ЧТО НУЖНО СДЕЛАТЬ:
(A) Чем, согласно тексту о позиции Бухарина, он считал возможным заменить индивидуальное обложение?
(B) Пожалуйста, продолжите текст о позиции Бухарина по хлебному вопросу, начиная сразу после его последнего предложения.

ИСХОДНЫЙ ТЕКСТ:
# # #
Ликвидация рыночной связи между государством и мелкими производителями, превращение продавца хлеба в "сдатчика", а продажи - в государственную повинность порождает и другие неблагоприятные последствия. Чрезвычайно возрастают "издержки по выкачке хлеба" - расходы на содержание уполномоченных, их разъезды и т. д. Частая смена законодательных норм и отсутствие их элементарной устойчивости становятся одной из главных причин бюрократического произвола. Ответом крестьянства на командование и административный нажим стало возникновение нелегальных хлебных рынков, продажа хлеба из-под полы, что ведёт к сокращению регулируемого государством товарооборота.

Какую же альтернативу политике чрезвычайных мер предлагал Бухарин? Рассматривая перспективу на долгие годы, он высказывался за сочетание колхозного и совхозного строительства с подъемом индивидуальных бедняцко-середняцких хозяйств. Но такой курс в то время не оспаривался в принципе Сталиным и идущими за ним членами Политбюро. Что же касается текущих мер по преодолению продовольственного кризиса, то Бухарин предлагал разработать более гибкую политику закупочных цен, сделать их не жёстко фиксированными, а дифференцированными в зависимости от местности и от времени года. Признавая, что такая политика даст известные выгоды зажиточным слоям деревни, Бухарин полагал, что образующиеся у них излишки можно будет отобрать с помощью повышенного налогового обложения, которое позволит "довести кулака до ручки". Бухарин протестовал лишь против определяемого административным путём индивидуального обложения, поскольку оно открывает простор произволу местной власти. Он считал возможным заменить индивидуальное обложение даже более высоким налогом, но "по закону".
# # #
СТРОКИ ДАННЫХ:
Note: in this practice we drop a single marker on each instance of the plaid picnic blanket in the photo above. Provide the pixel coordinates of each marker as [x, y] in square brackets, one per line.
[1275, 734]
# # #
ВЫПОЛНЕННЫЕ ЗАДАНИЯ:
(A) Даже более высоким налогом, но «по закону».

(B)
Все эти предложения не представляли серьезной альтернативы сталинской политике. Так же обстояло дело с предложением Бухарина и Рыкова осуществить в качестве временной меры закупку хлеба за рубежом в кредит. Бухарин признавал, что такая "пожарная мера" потребует сокращения импортных затрат на индустриализацию. Но дело было не только в этом. Ни чрезвычайные меры, ни импорт зерна не давали возможности выйти из хозяйственного кризиса. По поводу чрезвычайных мер Бухарин задавал вопрос сталинцам: "Сегодня мы заготовили всеми способами нажима хлеб на один день, а завтра, послезавтра что будет? Что будет дальше? Нельзя же определять политику только на один день! Какой у вас длительный выход из положения?"[31]. В свою очередь Орджоникидзе говорил Бухарину, что и его установка на ввоз хлеба тоже не может выдерживаться длительное время: "Ты в этом году разрешаешь затруднения - ввозом хлеба, а в будущем году чем ты разрешишь?"[32].

Таким образом, экономическая часть программы Бухарина не была достаточно убедительной, а политическая часть этой программы (критика аппаратного бюрократизма и требование восстановления внутрипартийной демократии) не была вынесена Бухариным на пленум, очевидно, из-за боязни быть в очередной раз обвинённым в "повторении троцкистской клеветы на партию". Как справедливо замечает С. Коэн, Бухарин, фактически воспринявший в то время "троцкистские" взгляды на внутрипартийный режим, "в отличие от Троцкого, сам санкционировал создание этого режима и был потому его узником. Его оппозиционность в 1928-29 гг. и сопровождающие её призывы терпимо относиться к чужой критике регулярно получали отпор в виде цитат из его же собственных прежних филиппик против "фракционности" левых"[33].

Считая на основании предшествующего опыта внутрипартийной борьбы обвинение в "троцкизме" наиболее удачным полемическим доводом, своего рода беспроигрышной картой, Бухарин попытался переадресовать это обвинение большинству Политбюро, которое, по его словам, пришло к "полной политической капитуляции перед троцкистами". "Воздействие оппозиционной троцкистской идеологии", "залежавшаяся в троцкистском мусоре клевета", "повторение по троцкистским шпаргалкам лживых выпадов против меня", "подозрительное духовное сходство троцкистской платформы с каталогом обвинений, предъявленных мне теперь", - таков далеко не полный перечень филиппик, адресованных Бухариным Сталину и его союзникам. "Капитуляцию перед троцкистами" Бухарин усматривал даже в том, что в резолюцию о пятилетнем плане не была внесена предложенная им ритуальная формула о борьбе с "троцкистской опасностью".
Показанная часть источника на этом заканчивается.